▸ Extrait du document:
Le modèle de Pickman (1926, The
Pickman Model in Weird Tales, 1927).
Ce texte est certainement celui dans lequel Lovecraft exprime le mieux sa
fascination pour l’art macabre. Il s’agit du récit d’un dénommé Thurber,
fasciné par les créations du peintre Richard Upton Pickman qu’il rencontre à
l’Art Club de Boston, musée qui vient de refuser d’exposer un de ses tableaux
intitulé Le Festin des Goules.
Les artistes, les vrais artistes connaissent
l'anatomie de la terreur, la physionomie de la peur. Ils savent lier leurs
tracés, leurs perspectives avec nos instincts les plus profonds et nos terreurs
ancestrales. Leurs contrastes si singuliers, leurs jeux de lumière éveillent en
nous ce sentiment latent d'étrangeté. Je n'ai pas besoin de vous expliquer
comment une œuvre de Fuseli nous fait frissonner tandis qu'on se mettra à rire
devant la couverture d'une nouvelle fantastique à dix cents. Ces créateurs
perçoivent quelque chose,
quelque chose qu'ils parviennent, l'espace d'un instant, à nous transmettre.
Doré y parvenait. Sime y parvient. Angarola de Chicago aussi. Et Pickman y
parvenait à un degré qui n'avait jamais été atteint auparavant et, que le ciel
m'entende, qui ne sera plus jamais atteint.

▸ Objectif énoncé:
Répondez aux questions suivantes d'après l'extrait sur Le modèle de Pickman.
(a) Dans quel lieu Thurber rencontre-t-il le peintre Richard Upton Pickman ?
(b) Quel est le titre du tableau que ce lieu a refusé d'exposer ?
(c) De quel artiste l'œuvre est-elle citée comme nous faisant frissonner ?
Les lignes ci-après proviennent d'une source distincte de l'extrait.

▸ Liste des lignes:
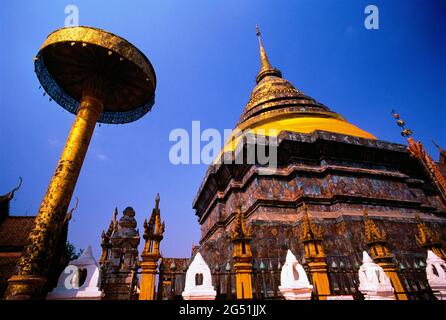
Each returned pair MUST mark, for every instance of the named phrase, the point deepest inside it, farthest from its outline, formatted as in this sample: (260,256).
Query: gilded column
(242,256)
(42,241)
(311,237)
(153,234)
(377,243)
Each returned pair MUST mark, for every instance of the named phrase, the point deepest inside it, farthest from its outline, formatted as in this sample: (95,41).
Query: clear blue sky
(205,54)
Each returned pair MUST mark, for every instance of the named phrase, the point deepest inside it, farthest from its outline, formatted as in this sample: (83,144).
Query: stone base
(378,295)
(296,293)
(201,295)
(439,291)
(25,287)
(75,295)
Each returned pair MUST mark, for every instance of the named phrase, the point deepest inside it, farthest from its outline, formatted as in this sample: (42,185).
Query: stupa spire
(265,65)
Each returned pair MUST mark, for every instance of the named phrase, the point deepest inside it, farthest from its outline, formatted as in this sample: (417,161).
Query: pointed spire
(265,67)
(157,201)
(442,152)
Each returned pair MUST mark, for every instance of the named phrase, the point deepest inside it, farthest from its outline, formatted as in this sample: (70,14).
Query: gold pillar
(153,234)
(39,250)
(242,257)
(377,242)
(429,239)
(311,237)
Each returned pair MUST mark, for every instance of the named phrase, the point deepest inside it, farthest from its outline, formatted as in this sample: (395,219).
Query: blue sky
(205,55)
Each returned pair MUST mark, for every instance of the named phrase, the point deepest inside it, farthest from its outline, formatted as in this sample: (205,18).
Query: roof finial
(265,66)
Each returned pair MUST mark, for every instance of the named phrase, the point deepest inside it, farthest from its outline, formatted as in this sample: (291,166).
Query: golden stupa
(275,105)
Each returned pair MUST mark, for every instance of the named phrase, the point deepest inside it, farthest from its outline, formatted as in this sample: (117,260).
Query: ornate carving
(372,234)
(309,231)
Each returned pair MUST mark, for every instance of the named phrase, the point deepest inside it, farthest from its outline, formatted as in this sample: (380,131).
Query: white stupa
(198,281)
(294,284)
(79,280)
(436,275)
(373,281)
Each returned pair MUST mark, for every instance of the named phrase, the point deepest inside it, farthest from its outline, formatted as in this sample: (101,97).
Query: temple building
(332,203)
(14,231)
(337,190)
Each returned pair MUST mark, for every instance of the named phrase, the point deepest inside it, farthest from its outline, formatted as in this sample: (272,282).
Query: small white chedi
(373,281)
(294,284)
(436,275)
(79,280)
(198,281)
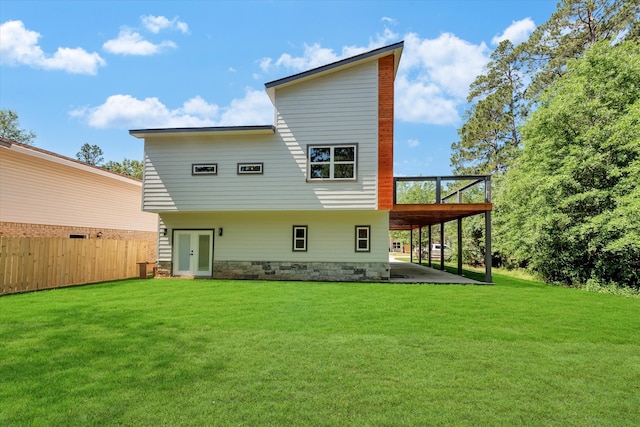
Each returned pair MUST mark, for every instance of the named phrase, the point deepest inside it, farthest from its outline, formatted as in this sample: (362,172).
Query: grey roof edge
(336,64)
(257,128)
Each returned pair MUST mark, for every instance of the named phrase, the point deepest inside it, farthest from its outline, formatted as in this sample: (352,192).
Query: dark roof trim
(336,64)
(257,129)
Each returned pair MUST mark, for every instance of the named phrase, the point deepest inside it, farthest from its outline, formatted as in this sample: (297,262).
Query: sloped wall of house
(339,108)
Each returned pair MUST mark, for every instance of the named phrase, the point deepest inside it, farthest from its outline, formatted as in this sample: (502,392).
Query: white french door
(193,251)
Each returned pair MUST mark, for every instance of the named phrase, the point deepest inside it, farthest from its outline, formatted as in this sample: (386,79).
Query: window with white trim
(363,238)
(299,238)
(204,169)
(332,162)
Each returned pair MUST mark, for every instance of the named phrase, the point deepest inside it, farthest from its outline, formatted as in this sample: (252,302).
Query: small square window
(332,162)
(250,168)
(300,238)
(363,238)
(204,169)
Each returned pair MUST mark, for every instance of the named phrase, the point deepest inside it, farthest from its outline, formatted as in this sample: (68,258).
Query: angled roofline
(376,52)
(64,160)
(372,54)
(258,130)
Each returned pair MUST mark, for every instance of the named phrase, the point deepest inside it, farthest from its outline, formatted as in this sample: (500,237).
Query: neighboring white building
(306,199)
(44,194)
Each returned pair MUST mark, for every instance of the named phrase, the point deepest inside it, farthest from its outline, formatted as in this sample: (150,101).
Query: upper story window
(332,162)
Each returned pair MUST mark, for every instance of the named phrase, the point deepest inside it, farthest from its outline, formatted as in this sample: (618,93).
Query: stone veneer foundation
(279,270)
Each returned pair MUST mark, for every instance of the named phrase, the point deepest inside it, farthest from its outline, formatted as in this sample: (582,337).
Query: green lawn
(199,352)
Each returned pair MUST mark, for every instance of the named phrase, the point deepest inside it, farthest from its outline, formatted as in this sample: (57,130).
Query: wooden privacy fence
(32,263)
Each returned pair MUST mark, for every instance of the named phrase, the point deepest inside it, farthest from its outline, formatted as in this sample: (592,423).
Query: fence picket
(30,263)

▸ Réponse attendue:
(a) À l'Art Club de Boston.
(b) Le Festin des Goules.
(c) Fuseli.